Radiant heated flooring is considered a luxury, but it is one we feel should be a standard feature for any Chicago bathroom remodel. In the many decades we’ve installed heated flooring as part of bathroom designs, we’ve never had a single customer call and say they regret it.
We wanted to create a guide that would include everything you need to know about heated flooring, and what to consider if you choose to take the leap. As a relatively inexpensive upgrade, one that improves energy efficiency, and a feature that notably enhances bathroom comfort on every level, heated floors are a bathroom luxury we feel is entirely worth it.
Heated Flooring Is Not Overrated
We’ve seen plenty of trends become hot one year and cool the next. This is not the case with heated flooring, which has only increased in popularity since Frank Lloyd Wright first popularized the idea in America via some of his building designs.
While considered a luxury bathroom feature, heated flooring is in no way overrated. These very well-designed and economical systems improve bathroom ambiance in a variety of ways.
Most people appreciate their heated bathroom floors because:
- They maintain a consistently comfortable temperature in a space that is notorious for being chilly – particularly in the mornings and evenings.
- The warmed floor feels wonderful on bare feet, eliminating those shockingly cold bathroom tiles - especially during the winter months.
- They enhance your bath or steam shower experiences because the airspace around the shower and tub is warm. When you step out, you will not have the initial chill and goosebumps that typically occur upon stepping out of a warm bath or hot shower and into the bathroom.
- If you’re a pet lover, you’ll quickly learn that pets enjoy radiant flooring, too!
- They are more energy-efficient than forced-air heaters and eliminate the need for a small space heater in the bathroom.
Read our post, Pros & Cons of Radiant Heat Flooring, for more information.
How it Works
The basic principles around heated flooring are universal; a radiant heat source is brought to a consistent temperature, which then radiates through the flooring material(s), and into the living space(s) above. In these contemporary times, there are two different systems to choose from:
- Electric. This version uses an electrical heating element that runs back and forth underneath the floor. The elements are sealed into a mat, sort of resembling an electric blanket. The elements heat up as electrical currents pass through them, achieving the thermostat’s set temperature. Electric radiant floor systems are the easiest to install in a small space, but may not be the best choice for a large master bathroom remodel or larger areas of the home.
- Hydronic. Rather than electrical heating elements, hydronic systems utilize an elaborate set of tubing installed underneath the sub-floor. Hot water is pumped from a boiler unit, through the tubes, and resulting heat radiates to the flooring materials above. Hydronic systems are the most energy-efficient when heating a larger footprint, such as a larger bathroom or an entire floor in the home.
Radiant floor heating can take a bit of time to dial in on your preferred setting. Since the flooring materials heat up and radiate heat through tiles, you can’t just switch temperatures in an instant. While the bathroom can warm up in as little as 20 minutes, it can take longer than that for it to cool back down without an open window to help it out.

## REQUEST
Answer these questions using the heated flooring guide above:
1. Who first popularized heated flooring in America?
2. In a hydronic system, where is the hot water pumped from?
3. In as little as how many minutes can the bathroom warm up?

[Rows from a box-labeling dataset]
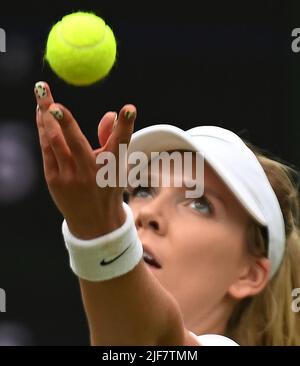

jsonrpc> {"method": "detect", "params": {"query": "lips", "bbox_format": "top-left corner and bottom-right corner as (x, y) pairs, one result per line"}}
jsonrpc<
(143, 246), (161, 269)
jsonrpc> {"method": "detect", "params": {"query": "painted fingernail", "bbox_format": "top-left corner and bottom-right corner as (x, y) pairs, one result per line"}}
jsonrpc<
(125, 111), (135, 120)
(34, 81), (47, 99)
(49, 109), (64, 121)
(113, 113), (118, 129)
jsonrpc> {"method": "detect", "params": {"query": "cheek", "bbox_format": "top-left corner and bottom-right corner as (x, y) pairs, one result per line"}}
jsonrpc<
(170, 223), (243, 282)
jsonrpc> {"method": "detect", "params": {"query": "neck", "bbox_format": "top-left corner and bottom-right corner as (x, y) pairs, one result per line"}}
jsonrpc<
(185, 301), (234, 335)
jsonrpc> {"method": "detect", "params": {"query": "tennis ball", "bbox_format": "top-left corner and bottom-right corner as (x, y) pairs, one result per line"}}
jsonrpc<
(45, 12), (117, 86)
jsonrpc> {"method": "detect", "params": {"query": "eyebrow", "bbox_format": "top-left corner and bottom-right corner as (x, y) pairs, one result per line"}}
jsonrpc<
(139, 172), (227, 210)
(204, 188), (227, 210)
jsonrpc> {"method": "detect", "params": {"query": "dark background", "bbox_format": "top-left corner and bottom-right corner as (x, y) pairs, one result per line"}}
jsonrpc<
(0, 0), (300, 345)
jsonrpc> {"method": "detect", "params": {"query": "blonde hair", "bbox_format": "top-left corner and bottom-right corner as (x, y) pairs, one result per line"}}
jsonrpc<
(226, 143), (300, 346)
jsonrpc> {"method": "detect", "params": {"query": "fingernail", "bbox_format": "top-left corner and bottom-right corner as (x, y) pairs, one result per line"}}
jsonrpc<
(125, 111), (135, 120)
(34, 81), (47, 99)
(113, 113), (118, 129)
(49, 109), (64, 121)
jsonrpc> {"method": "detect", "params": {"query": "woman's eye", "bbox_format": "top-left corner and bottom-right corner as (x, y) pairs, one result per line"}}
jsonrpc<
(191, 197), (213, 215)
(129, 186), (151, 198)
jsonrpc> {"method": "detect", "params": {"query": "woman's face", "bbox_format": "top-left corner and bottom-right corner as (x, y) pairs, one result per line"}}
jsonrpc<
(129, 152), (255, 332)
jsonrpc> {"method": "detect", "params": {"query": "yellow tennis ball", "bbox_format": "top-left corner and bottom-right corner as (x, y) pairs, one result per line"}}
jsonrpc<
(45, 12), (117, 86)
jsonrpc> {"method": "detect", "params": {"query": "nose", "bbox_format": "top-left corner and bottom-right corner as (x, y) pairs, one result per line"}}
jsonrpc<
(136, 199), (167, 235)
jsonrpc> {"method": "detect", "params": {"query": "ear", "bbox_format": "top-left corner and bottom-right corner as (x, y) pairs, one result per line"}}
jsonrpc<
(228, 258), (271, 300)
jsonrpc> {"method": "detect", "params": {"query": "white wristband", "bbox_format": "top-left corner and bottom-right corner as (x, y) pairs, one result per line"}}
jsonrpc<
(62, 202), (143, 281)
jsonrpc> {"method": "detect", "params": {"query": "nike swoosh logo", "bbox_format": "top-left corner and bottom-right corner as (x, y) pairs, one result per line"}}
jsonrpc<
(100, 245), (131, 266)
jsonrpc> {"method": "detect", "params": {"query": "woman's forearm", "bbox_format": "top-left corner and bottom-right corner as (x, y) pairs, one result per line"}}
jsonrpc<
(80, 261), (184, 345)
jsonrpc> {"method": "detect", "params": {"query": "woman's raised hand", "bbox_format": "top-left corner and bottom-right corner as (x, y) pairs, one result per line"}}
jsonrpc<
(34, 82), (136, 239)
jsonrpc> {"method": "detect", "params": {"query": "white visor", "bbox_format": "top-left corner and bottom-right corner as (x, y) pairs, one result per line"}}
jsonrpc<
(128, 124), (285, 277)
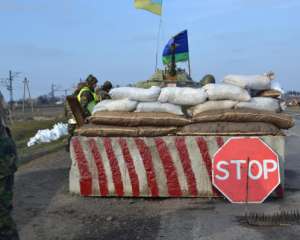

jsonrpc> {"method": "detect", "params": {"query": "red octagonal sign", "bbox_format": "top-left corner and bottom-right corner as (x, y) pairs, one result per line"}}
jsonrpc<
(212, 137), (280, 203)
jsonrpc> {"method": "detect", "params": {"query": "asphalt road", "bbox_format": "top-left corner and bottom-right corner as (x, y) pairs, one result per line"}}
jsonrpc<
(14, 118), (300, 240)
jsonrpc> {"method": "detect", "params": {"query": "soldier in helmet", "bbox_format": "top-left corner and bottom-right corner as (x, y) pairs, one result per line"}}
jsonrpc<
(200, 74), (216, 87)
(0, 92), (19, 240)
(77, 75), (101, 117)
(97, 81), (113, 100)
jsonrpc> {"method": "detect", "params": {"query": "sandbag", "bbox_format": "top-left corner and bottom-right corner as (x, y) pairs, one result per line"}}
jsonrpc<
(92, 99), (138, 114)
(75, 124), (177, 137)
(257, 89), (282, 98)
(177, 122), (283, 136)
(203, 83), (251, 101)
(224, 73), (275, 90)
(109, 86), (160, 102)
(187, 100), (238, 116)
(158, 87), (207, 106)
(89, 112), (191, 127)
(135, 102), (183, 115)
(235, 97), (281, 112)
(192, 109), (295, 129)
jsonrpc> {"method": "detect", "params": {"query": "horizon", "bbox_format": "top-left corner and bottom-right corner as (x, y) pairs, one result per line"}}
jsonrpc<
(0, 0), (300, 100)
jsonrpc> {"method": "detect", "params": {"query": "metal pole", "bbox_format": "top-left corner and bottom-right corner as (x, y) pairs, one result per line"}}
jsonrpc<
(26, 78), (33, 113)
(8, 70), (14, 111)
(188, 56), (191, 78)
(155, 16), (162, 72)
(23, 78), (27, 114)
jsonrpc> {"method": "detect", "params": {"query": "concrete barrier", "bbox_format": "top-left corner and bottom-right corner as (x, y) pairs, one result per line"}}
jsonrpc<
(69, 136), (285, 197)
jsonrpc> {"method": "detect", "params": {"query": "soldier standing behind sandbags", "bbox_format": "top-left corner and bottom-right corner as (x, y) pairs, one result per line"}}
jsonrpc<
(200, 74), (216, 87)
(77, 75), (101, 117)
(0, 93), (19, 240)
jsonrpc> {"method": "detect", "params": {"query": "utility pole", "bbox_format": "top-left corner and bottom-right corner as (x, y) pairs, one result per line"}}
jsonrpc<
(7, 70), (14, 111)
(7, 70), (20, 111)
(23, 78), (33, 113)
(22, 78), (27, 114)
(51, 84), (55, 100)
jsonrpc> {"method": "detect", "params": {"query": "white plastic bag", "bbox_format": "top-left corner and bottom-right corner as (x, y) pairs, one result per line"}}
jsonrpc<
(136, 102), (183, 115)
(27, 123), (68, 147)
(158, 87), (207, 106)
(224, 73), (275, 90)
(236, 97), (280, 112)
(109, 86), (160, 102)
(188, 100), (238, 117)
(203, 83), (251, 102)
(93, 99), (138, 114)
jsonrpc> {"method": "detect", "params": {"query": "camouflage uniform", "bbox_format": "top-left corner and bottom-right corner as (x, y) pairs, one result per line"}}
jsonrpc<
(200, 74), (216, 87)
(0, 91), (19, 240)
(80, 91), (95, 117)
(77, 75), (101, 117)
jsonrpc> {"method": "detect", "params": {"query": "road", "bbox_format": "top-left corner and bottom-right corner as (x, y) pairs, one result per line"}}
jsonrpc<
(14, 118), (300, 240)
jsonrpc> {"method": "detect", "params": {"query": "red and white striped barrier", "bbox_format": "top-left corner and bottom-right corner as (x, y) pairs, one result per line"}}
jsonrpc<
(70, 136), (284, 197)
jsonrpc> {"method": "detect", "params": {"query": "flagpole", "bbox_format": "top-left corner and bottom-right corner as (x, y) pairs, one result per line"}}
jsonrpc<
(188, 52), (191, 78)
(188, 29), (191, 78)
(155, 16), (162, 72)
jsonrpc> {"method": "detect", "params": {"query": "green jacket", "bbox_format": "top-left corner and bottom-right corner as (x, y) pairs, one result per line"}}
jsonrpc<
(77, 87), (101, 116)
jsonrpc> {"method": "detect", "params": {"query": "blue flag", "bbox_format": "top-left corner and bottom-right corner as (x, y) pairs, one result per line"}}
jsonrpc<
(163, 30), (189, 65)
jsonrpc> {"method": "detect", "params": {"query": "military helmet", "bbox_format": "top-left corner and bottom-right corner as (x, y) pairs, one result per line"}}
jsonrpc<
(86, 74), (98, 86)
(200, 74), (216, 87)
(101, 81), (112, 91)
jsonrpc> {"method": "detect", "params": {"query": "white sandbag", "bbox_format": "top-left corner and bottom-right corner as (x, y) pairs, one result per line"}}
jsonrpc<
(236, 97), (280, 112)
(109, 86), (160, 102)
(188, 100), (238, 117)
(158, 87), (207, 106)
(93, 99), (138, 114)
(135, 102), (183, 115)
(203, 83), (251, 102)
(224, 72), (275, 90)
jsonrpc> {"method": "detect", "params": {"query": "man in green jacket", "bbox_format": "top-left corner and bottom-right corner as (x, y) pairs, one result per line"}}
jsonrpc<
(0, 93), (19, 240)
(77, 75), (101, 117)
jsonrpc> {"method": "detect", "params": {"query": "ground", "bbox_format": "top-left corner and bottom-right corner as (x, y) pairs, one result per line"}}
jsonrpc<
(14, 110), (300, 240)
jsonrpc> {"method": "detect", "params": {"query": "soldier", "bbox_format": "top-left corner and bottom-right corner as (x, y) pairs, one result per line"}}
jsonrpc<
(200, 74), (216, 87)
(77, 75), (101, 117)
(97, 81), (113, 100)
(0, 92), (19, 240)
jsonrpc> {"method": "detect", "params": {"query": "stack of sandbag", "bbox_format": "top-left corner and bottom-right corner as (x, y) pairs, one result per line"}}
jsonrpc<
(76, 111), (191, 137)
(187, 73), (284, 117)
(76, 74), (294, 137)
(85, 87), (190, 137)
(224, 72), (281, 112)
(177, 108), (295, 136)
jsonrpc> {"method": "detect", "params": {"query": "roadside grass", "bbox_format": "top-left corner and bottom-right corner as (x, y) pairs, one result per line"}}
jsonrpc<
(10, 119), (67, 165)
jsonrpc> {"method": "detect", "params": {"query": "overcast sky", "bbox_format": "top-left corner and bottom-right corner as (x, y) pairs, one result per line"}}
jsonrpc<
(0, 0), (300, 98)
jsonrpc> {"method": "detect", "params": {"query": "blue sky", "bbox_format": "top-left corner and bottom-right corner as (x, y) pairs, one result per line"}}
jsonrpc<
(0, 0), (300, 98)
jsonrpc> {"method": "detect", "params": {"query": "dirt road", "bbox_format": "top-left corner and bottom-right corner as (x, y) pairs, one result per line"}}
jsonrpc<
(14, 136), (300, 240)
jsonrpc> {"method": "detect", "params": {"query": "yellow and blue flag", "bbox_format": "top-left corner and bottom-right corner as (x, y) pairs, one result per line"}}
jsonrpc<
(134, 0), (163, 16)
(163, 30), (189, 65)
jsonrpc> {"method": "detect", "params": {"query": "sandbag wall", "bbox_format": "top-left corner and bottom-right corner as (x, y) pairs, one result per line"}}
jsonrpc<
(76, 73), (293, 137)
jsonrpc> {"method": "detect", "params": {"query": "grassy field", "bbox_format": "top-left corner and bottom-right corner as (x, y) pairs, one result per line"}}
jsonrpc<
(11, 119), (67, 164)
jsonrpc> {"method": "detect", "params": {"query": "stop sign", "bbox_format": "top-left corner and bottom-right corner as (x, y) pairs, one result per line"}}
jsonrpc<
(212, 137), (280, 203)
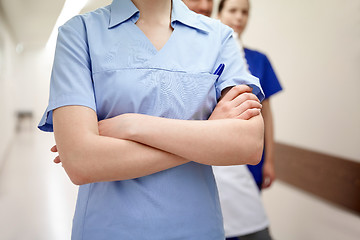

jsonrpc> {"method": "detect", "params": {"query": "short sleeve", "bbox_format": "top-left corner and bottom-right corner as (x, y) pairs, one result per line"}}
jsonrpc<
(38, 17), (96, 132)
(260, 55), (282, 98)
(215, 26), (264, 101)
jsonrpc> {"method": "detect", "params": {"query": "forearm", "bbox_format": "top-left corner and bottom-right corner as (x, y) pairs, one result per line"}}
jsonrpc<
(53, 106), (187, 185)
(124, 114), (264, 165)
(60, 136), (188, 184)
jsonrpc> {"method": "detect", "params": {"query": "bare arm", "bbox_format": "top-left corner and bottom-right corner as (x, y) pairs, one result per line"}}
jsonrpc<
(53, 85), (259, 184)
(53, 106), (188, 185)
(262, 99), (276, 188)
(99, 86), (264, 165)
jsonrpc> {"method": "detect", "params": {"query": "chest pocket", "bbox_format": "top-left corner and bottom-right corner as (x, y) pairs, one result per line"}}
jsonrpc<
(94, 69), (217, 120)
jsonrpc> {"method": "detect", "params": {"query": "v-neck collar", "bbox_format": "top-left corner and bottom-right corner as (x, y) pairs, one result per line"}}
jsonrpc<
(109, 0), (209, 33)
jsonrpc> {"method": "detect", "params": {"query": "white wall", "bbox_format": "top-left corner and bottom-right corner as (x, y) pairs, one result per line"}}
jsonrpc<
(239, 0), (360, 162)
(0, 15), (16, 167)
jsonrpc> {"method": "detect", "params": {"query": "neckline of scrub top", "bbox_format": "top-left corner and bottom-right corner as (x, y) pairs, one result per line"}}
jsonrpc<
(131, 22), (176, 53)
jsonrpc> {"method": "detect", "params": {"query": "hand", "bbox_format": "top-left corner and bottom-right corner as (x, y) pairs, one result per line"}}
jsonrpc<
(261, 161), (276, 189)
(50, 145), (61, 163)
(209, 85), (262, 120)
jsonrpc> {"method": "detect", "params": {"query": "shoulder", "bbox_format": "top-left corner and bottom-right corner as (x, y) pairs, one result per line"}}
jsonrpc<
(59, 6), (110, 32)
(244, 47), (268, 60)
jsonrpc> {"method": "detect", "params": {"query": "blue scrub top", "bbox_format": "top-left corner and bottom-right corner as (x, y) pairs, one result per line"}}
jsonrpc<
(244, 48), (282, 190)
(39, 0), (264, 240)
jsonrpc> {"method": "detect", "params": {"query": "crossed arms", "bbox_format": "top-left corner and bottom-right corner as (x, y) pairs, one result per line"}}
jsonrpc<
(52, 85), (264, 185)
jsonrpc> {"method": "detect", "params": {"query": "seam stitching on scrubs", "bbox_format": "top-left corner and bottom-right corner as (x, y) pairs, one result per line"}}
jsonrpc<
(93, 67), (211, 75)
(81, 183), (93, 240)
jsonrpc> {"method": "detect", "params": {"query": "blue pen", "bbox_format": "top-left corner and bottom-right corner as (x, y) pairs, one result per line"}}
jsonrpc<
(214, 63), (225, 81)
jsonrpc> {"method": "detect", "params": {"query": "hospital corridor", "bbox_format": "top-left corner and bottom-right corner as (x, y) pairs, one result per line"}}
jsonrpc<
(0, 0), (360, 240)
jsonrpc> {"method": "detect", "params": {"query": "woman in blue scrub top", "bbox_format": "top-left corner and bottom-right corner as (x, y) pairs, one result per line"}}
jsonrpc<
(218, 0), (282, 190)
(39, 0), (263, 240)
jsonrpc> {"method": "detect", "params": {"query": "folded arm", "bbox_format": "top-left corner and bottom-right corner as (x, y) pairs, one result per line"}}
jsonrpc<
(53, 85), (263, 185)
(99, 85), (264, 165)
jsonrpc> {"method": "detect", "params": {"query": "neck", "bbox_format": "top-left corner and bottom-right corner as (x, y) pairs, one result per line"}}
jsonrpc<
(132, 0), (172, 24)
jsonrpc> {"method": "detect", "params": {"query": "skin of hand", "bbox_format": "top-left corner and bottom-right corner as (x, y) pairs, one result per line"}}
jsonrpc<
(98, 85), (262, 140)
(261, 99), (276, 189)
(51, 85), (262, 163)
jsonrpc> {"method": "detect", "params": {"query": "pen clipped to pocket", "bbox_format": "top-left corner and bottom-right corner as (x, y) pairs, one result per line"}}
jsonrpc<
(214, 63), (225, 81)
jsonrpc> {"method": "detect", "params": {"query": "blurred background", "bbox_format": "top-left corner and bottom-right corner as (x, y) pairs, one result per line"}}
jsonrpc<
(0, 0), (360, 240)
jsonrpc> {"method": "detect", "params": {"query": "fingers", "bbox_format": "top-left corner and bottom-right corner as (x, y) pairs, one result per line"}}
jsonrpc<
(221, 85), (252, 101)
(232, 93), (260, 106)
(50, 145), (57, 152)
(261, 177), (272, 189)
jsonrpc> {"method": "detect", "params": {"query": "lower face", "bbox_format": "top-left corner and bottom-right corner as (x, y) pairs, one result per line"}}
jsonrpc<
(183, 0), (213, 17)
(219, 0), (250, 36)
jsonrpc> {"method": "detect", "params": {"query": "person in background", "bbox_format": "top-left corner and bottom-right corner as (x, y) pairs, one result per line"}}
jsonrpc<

## CORRECT RESULT
1. Frank Lloyd Wright
2. A boiler unit
3. 20 minutes